Exercise prompt> Retype the entries below word for word, leaving none out.
---------- Given records ----------
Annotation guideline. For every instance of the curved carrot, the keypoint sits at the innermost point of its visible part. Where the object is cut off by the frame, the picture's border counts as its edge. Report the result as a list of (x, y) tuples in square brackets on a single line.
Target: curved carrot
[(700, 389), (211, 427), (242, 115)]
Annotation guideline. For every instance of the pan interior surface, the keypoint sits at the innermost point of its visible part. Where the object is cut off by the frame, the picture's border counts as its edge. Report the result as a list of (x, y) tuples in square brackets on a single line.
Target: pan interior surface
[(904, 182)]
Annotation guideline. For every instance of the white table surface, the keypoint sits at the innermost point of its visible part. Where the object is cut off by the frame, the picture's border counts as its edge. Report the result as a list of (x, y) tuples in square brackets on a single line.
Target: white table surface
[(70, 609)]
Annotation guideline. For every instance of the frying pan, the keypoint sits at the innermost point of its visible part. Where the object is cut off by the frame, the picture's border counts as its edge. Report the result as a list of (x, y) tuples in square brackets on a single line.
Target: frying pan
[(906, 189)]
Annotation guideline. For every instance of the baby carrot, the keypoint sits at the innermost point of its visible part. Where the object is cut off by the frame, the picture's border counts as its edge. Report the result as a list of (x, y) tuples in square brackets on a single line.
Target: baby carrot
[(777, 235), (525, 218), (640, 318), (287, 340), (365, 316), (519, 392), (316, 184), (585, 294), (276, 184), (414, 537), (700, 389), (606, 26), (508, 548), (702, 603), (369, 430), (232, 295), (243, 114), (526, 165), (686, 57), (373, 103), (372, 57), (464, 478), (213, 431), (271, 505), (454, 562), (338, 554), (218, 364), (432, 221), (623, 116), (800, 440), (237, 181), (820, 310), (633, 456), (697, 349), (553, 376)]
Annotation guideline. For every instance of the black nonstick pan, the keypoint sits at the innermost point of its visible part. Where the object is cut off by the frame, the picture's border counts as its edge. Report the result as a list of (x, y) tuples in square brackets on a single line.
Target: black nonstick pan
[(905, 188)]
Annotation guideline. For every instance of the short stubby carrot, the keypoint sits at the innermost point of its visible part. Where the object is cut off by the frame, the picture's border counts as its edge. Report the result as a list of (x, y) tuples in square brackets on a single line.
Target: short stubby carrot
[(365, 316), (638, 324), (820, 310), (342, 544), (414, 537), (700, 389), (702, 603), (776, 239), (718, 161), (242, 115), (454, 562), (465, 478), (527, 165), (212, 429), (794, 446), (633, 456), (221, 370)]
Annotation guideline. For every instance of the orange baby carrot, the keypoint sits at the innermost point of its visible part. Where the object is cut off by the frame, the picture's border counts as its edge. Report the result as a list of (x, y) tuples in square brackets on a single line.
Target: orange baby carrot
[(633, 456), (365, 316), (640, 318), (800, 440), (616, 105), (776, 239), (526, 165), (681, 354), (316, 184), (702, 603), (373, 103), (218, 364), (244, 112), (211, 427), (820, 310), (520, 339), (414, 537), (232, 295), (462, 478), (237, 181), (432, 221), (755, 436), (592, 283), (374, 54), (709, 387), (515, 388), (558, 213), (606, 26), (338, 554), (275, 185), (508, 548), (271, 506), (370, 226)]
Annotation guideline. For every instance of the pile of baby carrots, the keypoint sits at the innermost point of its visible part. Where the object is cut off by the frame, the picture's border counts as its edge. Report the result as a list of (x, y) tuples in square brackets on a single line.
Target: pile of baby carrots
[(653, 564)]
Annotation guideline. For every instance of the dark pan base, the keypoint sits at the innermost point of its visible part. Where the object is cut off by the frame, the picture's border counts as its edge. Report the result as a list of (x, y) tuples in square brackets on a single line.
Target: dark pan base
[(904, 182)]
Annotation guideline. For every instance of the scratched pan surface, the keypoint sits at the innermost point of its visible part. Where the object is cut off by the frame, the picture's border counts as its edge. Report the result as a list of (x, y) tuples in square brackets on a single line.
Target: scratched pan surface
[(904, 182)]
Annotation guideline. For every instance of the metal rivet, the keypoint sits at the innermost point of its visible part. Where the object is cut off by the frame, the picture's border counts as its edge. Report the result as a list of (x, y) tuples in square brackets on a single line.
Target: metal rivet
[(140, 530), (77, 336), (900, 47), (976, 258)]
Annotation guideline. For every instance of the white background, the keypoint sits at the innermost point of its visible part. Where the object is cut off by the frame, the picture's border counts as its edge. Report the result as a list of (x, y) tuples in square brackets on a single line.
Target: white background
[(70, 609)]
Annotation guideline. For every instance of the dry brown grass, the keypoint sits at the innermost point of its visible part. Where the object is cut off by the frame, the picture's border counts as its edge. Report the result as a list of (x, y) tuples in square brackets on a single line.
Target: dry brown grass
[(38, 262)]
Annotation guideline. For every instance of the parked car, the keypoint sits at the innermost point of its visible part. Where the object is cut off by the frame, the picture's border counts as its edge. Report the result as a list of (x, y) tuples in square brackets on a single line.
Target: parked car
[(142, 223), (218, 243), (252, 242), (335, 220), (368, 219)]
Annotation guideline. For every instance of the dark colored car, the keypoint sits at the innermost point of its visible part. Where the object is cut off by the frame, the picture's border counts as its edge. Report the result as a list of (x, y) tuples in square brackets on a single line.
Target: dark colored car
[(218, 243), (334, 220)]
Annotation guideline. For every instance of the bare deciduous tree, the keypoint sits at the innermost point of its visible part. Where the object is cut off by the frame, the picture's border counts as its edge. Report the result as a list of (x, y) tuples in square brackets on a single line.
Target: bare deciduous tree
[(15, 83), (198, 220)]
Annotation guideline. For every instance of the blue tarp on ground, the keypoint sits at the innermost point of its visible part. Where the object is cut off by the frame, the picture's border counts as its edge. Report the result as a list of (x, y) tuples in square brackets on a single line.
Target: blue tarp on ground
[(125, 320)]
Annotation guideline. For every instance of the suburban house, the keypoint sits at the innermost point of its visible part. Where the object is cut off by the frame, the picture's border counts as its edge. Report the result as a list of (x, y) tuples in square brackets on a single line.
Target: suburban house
----------
Answer to this task>
Annotation guideline. For every instance of the curved carrot, the keypoint sits at the innermost point of its visible part. Where the object is cut off by the frame, the picture's border counts as its edge. Report the result as a list of (x, y) tuples in square brackets on a single line.
Target: curved carrot
[(700, 389), (211, 427), (242, 115)]
Annotation guideline. For every instance of the pan interior surface, the keypoint sits at the innermost point of its visible part. Where the object is cut off by the frame, the picture's border counts as its edge. Report the result as a list of (x, y) tuples in square brackets on a single line.
Target: pan interior surface
[(904, 182)]
Annotation guideline. For every instance of the white table surface, the keypoint sits at the innermost point of its visible part. Where the object is cut off by the frame, the picture's border counts as its edge. Report the result as a list of (x, y) tuples in square brackets on a single line.
Target: white table surface
[(70, 609)]
Annotation guideline. For every instance of the frying pan, the keypoint sits at the innermost point of its visible part. Where the object is cut off by the frame, the picture's border counts as its edge. Report the result as a list of (x, y) tuples in square brackets on a single line.
Target: frying pan
[(906, 189)]
Annotation guideline. For every instance of the baby carrot, the keypoint sits at the innermost point of its visible part. Where the object is cut off by the frame, the picture's border counts as its edge. Report the result as a list of (x, y) tuples in square brackets on a single line.
Target: baby carrot
[(777, 235), (525, 218), (640, 318), (287, 340), (365, 316), (519, 392), (316, 184), (585, 294), (276, 184), (414, 537), (700, 389), (606, 26), (508, 548), (702, 603), (369, 430), (232, 295), (243, 114), (526, 165), (686, 57), (373, 103), (372, 57), (464, 478), (213, 431), (271, 505), (454, 562), (338, 554), (218, 364), (432, 221), (623, 116), (800, 440), (237, 181), (820, 310), (633, 456), (697, 349), (553, 376)]
Annotation guideline. For every instance of the black nonstick pan, the keypoint sits at the innermost point of its visible part. Where the object is cut off by the frame, the picture's border counts as its edge. Report the result as a list of (x, y) tuples in square brackets on a single line.
Target: black nonstick pan
[(905, 188)]
Annotation guideline. For every instance of the short stubby carrot, the keypoint sits at the innermost point of its visible part. Where the object is cut off by the frame, the picture's border counts as its edge. Report the result as a list of (x, y) tuples in square brackets on a single line.
Target: short stubby carrot
[(365, 316), (638, 324), (820, 310), (342, 544), (414, 537), (700, 389), (702, 603), (776, 239), (718, 161), (242, 115), (454, 562), (465, 478), (527, 165), (212, 429), (794, 446), (633, 456), (221, 370)]
Annotation guideline. For every instance of the orange baby carrot, the keypoint sits at the innermost point of its visible part. Where the object is cut off by the frame, the picture's border counts as its edge. Report the result as a list of (x, y) tuples in square brackets on a single line.
Target: orange baby carrot
[(633, 456), (365, 316), (640, 318), (800, 440), (616, 105), (776, 239), (526, 165), (681, 354), (316, 184), (702, 603), (373, 103), (218, 364), (244, 112), (211, 427), (820, 310), (520, 339), (414, 537), (232, 295), (462, 478), (237, 181), (432, 221), (755, 436), (592, 283), (374, 54), (709, 387), (515, 388), (558, 213), (606, 26), (338, 554), (275, 185), (508, 548), (271, 506), (370, 226)]
Annotation guideline. For every instance of the pile of baby carrots, the keypoint sits at the innermost point of its visible part. Where the object is cut off by the frame, the picture's border counts as its edge. Report the result as a list of (x, y) tuples in square brackets on a single line.
Target: pile of baby carrots
[(653, 564)]
Annotation guideline. For every instance of the dark pan base, the keypoint sits at the innermost point of its visible part. Where the object is cut off by the frame, the picture's border counts as its edge. Report the result as a list of (x, y) tuples in square brackets on a single line.
Target: dark pan base
[(904, 182)]
Annotation guideline. For every instance of the scratched pan surface, the keypoint sits at the innermost point of its visible part. Where the object is cut off by the frame, the picture's border counts as its edge. Report the result as a list of (x, y) tuples in square brackets on a single line.
Target: scratched pan surface
[(904, 182)]
Annotation guideline. For every instance of the metal rivet, the keypoint sits at the innermost point of its visible part. Where the object is cut off by the frame, the picture's border counts as its edge. Report the result as a list of (x, y) tuples in square brackets on a single line.
Target: metal rivet
[(140, 530), (77, 336), (900, 47), (976, 258)]
Annotation guideline. For every instance of the white background, the keypoint sits at the innermost point of its visible part. Where the object is cut off by the frame, the picture's border counts as its edge. Report the result as a list of (x, y) tuples in square brackets on a single line.
Target: white background
[(70, 609)]
Annotation guideline. For every instance of the dry brown grass, the keypoint sits at the innermost point of its visible part. Where the object is cut off by the frame, the picture's border counts as its edge. Report the result as a list of (x, y) tuples in square brackets on a single line.
Target: dry brown grass
[(38, 262)]
Annotation guideline. For every instance of the parked car, the keypoint sits at the innermost point of its visible part. Where the object is cut off by the frame, the picture's border counts as its edge. Report the result as a list of (x, y) tuples in square brackets on a single line.
Target: parked car
[(142, 223), (218, 243), (252, 242), (335, 220), (368, 219)]
Annotation guideline. For every instance of the dark colored car, the keypoint sits at the innermost point of its visible part. Where the object is cut off by the frame, the picture's border counts as its edge. Report the result as a list of (x, y) tuples in square brackets on a single line.
Target: dark colored car
[(218, 243), (334, 220)]
Annotation guideline. For every instance of the bare deciduous tree, the keypoint sits at the innermost point of its visible part. Where the object is cut off by the frame, the picture's border counts as its edge. Report the result as a list of (x, y) tuples in square brackets on a single line.
Target: bare deciduous tree
[(15, 83), (198, 220)]
Annotation guideline. For every instance of the blue tarp on ground, the keypoint sits at the innermost point of its visible part. Where the object is cut off by the frame, the picture's border counts as its edge. Report the result as a list of (x, y) tuples in square brackets on a single line.
Target: blue tarp on ground
[(125, 320)]
Annotation guideline. For every instance of the suburban house, the keypoint sits at the innermost point of its visible part. Where the object is cut off by the frame, the picture's border counts as its edge. Report the result as a list of (x, y) tuples in square brackets on a single line.
Target: suburban house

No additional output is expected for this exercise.